Extracted text:
Re: [OMPI users] Hybrid OpenMPI / OpenMP programming

Ralph Castain Fri, 2 Mar 2012 14:07:35 -0500

On Mar 2, 2012, at 11:52 AM, Paul Kapinos wrote:

> Hello Ralph,
> I've some questions on placement and -cpus-per-rank.
> 
>> First, use the --cpus-per-rank option to separate the ranks from each other. 
>> In other words, instead of --bind-to-socket -bysocket, you do:
>> -bind-to-core -cpus-per-rank N
>> This will take each rank and bind it to a unique set of N cores, thereby 
>> cleanly separating them on the node.
> 
> Yes, it helps a lot,  but the placement arranged in this way is still not 
> optimal, I believe.
> The cores are assigned from 0 on in incremental order. On a 2-socket, 12-core 
> machine:
> (0,1,2,3,4,  5[,12,13,14,15,16,17])
> (6,7,8,9,10,11[,18,19,20,21,22,23])
> ^cores^         ^hypercores^
> 
> running 2 processes with 5 threads lead to this:
> 
> 0 <#> linuxbdc07.rz.RWTH-Aachen.DE <#> physcpubind: 0 1 2 3 4
> 1 <#> linuxbdc07.rz.RWTH-Aachen.DE <#> physcpubind: 5 6 7 8 9
> (not used cores: 10, 11; not used hypercores: 12-23)
> That is, there is an MPI Process bound to core 0 (which is sweet-pot for may 
> kernel things), and the threads of the 2nd process are spawned over both 
> sockets.


Yeah, the current implementation isn't quite as good as we'd like. We rewrote 
the entire binding system for the trunk/upcoming 1.7 series.

> 
> - is there a way to say to the system to spawn the processes (= slot chunks 
> defined by -cpus-per-rank N) over the sockets in round-robin model?

No, but I should add it

> - is there a way to say "do not use this core number!" in order to add some 
> alignment in core numbering?

No, but again, I should add it

> - in there a way to use the hypercores in company with the real cores?

Not in the 1.5 series, but on the trunk you can

> 
> And last but not least, I found out that the starting and running the program 
> on differing hardware is problematic.
> 
> Trying to start 2-rank, 5-thread on 2x6 core computer from my 4-core 
> workstation, I get the below error message.
> 
> Seem that the calculation of core numbers / pinning determination is a part 
> of *mpiexec* process instead of being run on the target node? *puzzled*

No, it is done on the backend. I suspect there is a bug, though, that is 
causing the number of cores/socket to be *sensed* on the mpiexec node and then 
*passed* back to the daemon. Hasn't surfaced before because the only folks 
using this option are on homogeneous systems.

Problems and tasks:
A: In the OpenMPI thread, what options are suggested in place of --bind-to-socket -bysocket?
B: Copy everything in the OpenMPI thread from "Not in the 1.5" down to "hardware is problematic.".
C: Condense the paragraph of the OpenMPI thread that begins "No, it is done on the backend" into a short bulleted list that keeps its main facts.
The data after the text isn't needed for any of this.

Available data:
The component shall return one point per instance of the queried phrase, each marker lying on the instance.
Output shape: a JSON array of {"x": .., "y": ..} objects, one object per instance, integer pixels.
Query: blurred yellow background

Responses in order:
A: -bind-to-core -cpus-per-rank N

B:
Not in the 1.5 series, but on the trunk you can

> 
> And last but not least, I found out that the starting and running the program 
> on differing hardware is problematic.

C:
- The calculation is done on the backend, not in mpiexec.
- A bug is suspected that causes the number of cores per socket to be sensed on the mpiexec node and then passed back to the daemon.
- It hasn't surfaced before because only users on homogeneous systems have used this option.